— Start PROVIDED MATERIAL —

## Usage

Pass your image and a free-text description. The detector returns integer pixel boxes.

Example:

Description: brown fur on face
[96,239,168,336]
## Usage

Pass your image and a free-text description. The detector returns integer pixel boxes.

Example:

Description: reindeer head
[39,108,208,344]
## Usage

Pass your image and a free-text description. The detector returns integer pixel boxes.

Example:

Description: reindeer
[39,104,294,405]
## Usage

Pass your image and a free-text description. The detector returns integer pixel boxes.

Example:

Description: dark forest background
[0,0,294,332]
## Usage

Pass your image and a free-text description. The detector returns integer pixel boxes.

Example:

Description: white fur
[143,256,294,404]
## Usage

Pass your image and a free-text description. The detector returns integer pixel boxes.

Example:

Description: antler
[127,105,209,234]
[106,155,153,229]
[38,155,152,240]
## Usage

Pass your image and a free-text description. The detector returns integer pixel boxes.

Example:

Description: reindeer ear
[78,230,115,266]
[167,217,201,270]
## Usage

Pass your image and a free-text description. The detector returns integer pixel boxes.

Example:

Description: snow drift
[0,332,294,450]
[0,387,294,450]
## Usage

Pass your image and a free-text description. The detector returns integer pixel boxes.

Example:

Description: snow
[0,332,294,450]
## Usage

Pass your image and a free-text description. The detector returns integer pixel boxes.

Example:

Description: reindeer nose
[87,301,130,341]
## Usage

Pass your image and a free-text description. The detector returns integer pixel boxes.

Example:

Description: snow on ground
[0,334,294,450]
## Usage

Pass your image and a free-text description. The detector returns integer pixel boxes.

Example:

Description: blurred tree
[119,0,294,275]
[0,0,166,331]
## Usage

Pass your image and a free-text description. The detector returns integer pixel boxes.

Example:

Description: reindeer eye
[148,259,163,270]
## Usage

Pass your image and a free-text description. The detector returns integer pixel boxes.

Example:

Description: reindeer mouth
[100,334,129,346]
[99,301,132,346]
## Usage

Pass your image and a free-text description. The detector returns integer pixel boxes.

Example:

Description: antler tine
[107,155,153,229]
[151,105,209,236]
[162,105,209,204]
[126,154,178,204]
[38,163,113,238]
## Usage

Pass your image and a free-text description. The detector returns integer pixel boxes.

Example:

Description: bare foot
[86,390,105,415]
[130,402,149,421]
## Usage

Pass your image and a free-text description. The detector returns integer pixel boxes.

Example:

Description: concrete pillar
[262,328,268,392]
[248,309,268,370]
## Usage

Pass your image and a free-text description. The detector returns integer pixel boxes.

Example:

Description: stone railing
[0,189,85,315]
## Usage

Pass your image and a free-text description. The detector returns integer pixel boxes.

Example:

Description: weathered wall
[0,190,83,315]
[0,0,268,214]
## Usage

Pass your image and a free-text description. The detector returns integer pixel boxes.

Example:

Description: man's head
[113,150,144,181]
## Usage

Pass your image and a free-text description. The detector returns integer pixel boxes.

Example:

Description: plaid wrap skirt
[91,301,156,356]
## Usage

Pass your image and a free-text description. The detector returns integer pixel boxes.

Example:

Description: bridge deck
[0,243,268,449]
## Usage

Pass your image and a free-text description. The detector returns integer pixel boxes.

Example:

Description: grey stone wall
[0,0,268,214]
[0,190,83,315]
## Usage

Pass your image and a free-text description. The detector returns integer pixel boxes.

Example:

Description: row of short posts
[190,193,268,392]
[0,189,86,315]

— End PROVIDED MATERIAL —

## WHAT YOU SHOULD DO
List every line in the items above that contains the word "wall", matching case exactly.

## ANSWER IN FULL
Description: weathered wall
Description: grey stone wall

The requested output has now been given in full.